**WHAT YOU HAVE TO DO:**
From the entries below, output the line with "Target: pocket flap" and each following line up to and including the line with "Target: shoulder pocket", exactly as written.

**PROVIDED RECORDS:**
=-=-=

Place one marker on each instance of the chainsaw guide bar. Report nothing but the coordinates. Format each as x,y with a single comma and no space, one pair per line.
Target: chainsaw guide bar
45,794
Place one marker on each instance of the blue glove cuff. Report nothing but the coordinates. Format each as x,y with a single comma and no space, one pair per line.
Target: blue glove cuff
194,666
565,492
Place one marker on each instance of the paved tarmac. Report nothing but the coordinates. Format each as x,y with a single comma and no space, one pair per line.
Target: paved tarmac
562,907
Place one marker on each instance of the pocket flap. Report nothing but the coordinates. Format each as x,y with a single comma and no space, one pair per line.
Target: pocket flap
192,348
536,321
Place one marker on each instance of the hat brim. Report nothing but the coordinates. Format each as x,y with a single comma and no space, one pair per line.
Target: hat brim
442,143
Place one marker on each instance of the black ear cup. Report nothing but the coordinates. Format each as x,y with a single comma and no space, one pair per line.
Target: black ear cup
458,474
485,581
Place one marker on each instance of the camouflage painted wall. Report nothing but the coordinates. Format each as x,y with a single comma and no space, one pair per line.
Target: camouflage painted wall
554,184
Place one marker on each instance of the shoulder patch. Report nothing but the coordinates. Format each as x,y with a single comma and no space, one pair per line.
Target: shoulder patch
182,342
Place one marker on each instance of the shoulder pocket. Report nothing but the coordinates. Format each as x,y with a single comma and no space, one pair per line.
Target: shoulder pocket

=-=-=

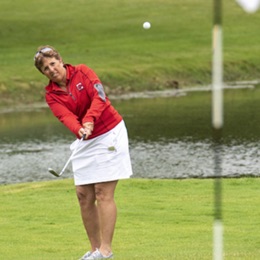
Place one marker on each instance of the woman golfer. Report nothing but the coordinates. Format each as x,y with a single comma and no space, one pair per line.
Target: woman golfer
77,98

=-=-=

**TASK RESPONSE:**
Target: pocket flap
192,348
536,321
Place one marker on each instance of the hat brim. Report nothing but the coordinates. Format each as x,y with a single comma and no space, one pair per line.
Target: hat brim
442,143
Place one marker on each instance of the black ear cup. Report nothing but the coordinates. Format each as x,y with a single comma and no space, one pair per line.
Target: black ear cup
458,474
485,581
Place one marker on each instance of the camouflage painted wall. Report nothing but the coordinates. Format each as x,y with a single comma and no space, one pair per line.
Target: camouflage painted wall
554,184
Place one marker on each instance of the shoulder patch. Report nothing but the coordinates. Format each as x,y with a single comma and no space, one pair per line.
Target: shoulder patch
182,342
Place one marker on each instance of the shoulder pocket. Report nothing but the coordinates. Format each as x,y with a single comma and no space, one pair per line.
Target: shoulder pocket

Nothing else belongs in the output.